Required work: Using the entries that follow, establish how many lines contain the word "white" and give only that figure.

=== Material to process ===

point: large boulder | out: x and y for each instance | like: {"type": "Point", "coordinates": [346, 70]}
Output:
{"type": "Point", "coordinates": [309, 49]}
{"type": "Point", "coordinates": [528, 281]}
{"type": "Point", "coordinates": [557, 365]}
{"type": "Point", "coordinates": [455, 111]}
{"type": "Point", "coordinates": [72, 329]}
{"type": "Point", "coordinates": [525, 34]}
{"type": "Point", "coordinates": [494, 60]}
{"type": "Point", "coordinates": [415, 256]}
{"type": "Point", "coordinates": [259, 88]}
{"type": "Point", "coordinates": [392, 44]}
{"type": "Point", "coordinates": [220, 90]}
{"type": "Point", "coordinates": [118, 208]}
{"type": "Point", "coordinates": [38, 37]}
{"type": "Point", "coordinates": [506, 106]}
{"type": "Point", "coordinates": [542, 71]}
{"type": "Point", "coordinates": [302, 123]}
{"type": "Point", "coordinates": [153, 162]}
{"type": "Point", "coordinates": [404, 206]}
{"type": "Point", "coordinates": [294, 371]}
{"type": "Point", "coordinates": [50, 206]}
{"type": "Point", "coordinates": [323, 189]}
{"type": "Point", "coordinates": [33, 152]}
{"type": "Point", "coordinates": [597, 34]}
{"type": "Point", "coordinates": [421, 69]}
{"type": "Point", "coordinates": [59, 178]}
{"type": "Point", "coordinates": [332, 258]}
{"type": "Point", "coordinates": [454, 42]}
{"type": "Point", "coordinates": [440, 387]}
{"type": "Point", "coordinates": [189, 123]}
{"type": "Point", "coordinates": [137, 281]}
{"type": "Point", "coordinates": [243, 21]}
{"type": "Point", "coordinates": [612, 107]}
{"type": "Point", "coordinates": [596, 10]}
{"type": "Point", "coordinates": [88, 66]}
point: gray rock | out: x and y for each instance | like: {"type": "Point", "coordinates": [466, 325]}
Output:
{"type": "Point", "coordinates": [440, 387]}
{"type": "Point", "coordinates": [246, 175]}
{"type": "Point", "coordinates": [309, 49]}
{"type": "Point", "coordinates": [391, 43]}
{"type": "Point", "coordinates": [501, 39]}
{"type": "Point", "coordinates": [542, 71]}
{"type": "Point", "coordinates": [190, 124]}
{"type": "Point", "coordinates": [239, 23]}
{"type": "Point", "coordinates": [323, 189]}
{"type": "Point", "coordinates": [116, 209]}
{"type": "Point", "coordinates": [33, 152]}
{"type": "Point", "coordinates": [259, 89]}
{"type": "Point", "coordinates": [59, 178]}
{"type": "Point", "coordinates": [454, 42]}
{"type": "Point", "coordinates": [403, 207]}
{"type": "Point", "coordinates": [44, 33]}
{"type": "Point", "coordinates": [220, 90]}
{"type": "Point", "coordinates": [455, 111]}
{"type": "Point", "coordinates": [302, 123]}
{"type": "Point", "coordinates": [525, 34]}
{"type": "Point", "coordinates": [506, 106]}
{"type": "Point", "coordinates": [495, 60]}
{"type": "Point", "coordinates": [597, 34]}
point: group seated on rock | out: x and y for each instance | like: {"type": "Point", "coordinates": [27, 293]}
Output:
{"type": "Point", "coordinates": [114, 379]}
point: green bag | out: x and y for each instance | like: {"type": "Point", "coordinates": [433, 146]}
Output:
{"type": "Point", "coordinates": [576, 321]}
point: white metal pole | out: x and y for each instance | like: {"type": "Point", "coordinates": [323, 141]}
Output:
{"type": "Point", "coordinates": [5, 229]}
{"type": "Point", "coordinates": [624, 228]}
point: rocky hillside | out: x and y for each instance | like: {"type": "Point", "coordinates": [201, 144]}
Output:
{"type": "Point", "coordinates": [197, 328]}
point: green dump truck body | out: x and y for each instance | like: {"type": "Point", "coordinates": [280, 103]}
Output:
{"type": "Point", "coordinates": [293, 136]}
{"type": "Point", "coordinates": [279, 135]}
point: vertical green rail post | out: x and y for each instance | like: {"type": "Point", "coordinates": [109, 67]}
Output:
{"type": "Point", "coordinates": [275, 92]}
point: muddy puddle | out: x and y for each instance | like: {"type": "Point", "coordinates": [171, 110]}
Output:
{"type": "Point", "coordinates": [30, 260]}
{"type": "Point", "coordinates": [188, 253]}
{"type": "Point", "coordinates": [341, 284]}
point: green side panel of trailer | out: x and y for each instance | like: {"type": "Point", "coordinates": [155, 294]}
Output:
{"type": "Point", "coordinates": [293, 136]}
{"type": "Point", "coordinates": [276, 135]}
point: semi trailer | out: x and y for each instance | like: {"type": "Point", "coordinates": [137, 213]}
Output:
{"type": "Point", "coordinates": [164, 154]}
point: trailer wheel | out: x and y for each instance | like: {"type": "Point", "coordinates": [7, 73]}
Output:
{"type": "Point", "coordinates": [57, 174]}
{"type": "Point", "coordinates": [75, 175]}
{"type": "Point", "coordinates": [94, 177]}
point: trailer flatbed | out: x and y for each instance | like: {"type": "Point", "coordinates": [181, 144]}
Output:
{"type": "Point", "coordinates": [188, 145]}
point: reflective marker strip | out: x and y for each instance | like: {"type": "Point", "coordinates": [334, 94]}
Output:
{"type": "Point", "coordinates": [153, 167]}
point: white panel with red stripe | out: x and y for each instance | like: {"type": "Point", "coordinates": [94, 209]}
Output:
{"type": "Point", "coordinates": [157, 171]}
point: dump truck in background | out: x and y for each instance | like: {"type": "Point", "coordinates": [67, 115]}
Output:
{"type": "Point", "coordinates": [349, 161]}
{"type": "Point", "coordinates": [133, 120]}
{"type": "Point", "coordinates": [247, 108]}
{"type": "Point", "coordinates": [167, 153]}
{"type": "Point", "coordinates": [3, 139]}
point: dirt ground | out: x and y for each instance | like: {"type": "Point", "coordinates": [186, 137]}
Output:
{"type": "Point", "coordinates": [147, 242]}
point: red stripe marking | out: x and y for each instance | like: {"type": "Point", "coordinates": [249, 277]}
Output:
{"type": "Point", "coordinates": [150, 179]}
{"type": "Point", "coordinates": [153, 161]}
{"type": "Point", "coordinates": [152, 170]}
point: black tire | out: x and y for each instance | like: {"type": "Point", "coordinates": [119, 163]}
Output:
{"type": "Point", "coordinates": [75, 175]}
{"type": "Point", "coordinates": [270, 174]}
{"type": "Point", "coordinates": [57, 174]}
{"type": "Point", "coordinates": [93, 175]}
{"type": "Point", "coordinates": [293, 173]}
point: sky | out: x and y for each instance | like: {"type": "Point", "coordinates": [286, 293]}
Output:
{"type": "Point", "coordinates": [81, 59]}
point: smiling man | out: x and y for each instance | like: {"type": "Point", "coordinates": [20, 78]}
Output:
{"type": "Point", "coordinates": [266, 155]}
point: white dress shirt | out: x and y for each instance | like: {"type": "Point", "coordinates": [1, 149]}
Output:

===

Exercise solution: 3